• **TASK OBJECTIVE**
Copy out every line in the rows below that contains the string "face", matching its case exactly.

————

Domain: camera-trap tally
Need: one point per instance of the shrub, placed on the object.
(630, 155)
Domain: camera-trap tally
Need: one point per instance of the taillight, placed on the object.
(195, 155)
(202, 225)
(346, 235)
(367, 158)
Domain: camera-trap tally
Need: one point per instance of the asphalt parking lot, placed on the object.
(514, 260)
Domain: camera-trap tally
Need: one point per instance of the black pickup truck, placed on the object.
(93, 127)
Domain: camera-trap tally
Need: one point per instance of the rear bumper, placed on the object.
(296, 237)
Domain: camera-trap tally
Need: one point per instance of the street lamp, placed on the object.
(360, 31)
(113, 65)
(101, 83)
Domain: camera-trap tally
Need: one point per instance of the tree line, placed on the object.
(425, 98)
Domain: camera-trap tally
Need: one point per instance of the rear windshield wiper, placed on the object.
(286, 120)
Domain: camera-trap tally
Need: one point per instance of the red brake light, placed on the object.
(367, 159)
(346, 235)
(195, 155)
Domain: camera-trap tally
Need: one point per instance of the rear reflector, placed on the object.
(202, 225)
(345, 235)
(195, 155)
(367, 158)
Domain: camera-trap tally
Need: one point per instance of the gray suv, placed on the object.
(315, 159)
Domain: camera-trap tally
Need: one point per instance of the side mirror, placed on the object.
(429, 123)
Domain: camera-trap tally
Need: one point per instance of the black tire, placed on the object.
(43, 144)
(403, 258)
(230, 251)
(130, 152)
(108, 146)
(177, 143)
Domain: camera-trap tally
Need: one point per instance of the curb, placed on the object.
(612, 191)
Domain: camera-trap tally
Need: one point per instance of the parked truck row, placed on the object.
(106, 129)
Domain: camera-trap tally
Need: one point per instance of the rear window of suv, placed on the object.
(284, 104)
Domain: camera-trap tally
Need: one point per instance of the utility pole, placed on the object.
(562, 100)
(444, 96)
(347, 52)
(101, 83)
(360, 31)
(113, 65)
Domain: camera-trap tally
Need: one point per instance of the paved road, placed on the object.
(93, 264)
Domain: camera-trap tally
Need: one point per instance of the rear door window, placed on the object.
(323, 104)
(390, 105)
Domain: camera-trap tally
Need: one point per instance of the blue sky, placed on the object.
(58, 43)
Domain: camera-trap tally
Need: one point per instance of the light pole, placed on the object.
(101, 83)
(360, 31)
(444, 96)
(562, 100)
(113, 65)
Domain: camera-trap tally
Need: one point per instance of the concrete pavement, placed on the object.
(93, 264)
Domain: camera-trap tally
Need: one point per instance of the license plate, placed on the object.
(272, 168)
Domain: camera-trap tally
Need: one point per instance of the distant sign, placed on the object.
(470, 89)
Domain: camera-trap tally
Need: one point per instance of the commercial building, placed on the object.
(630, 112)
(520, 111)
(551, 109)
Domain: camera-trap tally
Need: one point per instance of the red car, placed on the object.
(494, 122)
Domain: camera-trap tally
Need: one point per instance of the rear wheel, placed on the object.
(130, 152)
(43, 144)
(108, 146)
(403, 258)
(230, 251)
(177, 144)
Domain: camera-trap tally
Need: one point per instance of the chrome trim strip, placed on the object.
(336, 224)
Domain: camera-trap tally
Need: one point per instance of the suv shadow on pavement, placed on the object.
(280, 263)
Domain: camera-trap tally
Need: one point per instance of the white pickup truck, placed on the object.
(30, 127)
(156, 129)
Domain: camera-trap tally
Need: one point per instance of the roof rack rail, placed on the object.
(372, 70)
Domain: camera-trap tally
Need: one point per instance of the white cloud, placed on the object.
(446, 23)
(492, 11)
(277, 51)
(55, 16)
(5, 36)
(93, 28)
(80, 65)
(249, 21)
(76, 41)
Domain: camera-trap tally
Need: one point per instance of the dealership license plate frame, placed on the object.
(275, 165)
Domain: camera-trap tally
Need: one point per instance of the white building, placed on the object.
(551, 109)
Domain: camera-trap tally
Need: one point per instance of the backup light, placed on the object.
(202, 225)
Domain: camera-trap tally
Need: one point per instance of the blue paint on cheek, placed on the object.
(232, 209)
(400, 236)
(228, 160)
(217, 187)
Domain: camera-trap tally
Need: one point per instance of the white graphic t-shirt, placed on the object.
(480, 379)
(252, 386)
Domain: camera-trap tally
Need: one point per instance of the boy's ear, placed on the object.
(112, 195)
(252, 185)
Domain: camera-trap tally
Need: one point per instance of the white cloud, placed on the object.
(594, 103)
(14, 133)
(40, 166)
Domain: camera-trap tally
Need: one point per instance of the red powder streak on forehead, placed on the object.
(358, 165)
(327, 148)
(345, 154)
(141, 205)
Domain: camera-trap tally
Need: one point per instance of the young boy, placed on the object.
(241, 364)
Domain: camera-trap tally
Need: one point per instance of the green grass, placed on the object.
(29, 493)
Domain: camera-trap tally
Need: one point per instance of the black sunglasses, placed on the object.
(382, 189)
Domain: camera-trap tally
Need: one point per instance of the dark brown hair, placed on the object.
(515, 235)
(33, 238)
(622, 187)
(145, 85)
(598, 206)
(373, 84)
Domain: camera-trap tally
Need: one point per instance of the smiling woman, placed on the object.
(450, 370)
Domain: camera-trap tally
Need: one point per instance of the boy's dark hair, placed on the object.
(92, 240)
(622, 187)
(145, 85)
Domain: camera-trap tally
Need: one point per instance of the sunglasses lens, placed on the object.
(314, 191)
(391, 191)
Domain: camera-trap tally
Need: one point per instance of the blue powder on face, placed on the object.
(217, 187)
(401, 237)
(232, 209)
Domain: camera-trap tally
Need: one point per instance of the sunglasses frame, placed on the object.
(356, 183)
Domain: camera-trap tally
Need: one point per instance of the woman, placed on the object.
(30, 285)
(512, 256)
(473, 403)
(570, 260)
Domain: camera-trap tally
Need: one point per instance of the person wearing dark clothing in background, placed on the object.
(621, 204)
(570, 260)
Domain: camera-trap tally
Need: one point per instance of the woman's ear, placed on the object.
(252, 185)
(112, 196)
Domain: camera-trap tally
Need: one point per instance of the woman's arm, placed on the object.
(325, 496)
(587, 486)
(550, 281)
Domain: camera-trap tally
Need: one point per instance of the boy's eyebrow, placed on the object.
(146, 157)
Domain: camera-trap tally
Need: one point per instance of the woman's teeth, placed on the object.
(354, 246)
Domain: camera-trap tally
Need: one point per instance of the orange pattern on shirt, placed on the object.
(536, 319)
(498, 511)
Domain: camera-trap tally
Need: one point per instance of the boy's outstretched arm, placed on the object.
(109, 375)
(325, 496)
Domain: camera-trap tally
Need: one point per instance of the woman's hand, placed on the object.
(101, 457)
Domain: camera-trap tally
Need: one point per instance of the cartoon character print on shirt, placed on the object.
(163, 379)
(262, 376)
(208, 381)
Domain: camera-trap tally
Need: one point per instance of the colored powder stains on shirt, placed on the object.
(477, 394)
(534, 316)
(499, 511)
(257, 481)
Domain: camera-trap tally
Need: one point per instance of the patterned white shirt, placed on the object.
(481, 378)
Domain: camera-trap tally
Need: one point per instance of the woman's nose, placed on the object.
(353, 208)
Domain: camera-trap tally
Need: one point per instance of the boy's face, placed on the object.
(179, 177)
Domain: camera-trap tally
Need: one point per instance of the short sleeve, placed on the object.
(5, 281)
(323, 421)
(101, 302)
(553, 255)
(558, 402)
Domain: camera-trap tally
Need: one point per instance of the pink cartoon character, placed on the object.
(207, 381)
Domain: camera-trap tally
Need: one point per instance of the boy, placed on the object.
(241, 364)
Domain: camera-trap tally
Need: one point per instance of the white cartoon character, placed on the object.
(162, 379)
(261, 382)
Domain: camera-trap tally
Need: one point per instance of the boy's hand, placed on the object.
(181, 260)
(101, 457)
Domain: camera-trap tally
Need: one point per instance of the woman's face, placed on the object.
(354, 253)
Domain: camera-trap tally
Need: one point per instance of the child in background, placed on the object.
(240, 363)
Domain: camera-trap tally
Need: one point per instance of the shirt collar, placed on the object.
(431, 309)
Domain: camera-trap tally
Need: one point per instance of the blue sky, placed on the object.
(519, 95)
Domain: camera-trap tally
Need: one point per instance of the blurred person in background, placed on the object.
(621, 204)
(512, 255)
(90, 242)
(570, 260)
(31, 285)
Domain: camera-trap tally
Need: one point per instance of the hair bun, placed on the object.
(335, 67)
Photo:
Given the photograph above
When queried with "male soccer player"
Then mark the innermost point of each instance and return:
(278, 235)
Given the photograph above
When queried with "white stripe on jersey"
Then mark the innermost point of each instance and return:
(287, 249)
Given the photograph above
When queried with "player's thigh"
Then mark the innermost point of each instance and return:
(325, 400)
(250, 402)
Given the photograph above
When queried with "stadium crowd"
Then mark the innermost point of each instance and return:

————

• **SOLUTION FOR THIS PROBLEM**
Need: one point per instance of the blue powder on face, placed on the object.
Need: one point per instance of the boy's face, placed on the object.
Need: one point per instance of the woman's face, placed on the object.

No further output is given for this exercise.